◆ **Given passage**

- - - - -

In the meantime, a solution of sorts for using a headphone microphone with these apps is to use some type of putty to hold it in place. By putty I mean something like watchmaker's Rodico, which is clean and safe around your watch. In the UK, we have a product called Blu Tak, which is used for sticking posters onto walls; something similar exists in the US, but I can't remember the brand name.

Anyway, a couple of small balls of this at either end of the mic does the trick. You can then use the mic in dial up, dial down, crown up (and so on…) positions more easily. Putting a small cover over the whole affair reduces background noise. I tried the outer cover from a CD stack; it's transparent, cheap and reduces the effect of background noise.


----------



## fearlessleader

I was thinking of blu tak, too. Need something!


----------



## bluesguitarplayer56

I downloaded Hairspring a couple of days ago. It only gives you the rate, and does not give amplitude, beat error, or lift angle. The software itself may work just fine, but it didn't work on any of my watches unless the back of the case was removed. I used a brand new iPhone headset mic.

i don't want to have to remove the back of the watch to detect the rate, so the app was a bust for me.

- - - - -

◆ **Written task**
In the forum thread above about using a headphone mic with watch-timing apps, why did the first poster put the outer cover from a CD stack over the microphone setup? Answer in one to three sentences.

◆ **Collected data**
- - - - -

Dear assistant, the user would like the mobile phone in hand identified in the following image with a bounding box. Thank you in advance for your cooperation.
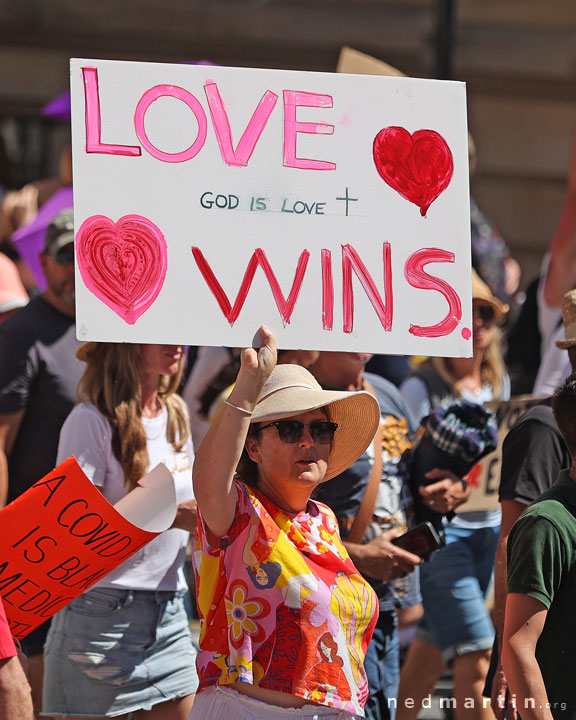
[391,522,445,560]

- - - - -

◆ **Task result**
A small cover over the whole setup reduces background noise. The poster tried the outer cover from a CD stack because it is transparent and cheap, and it reduces the effect of background noise.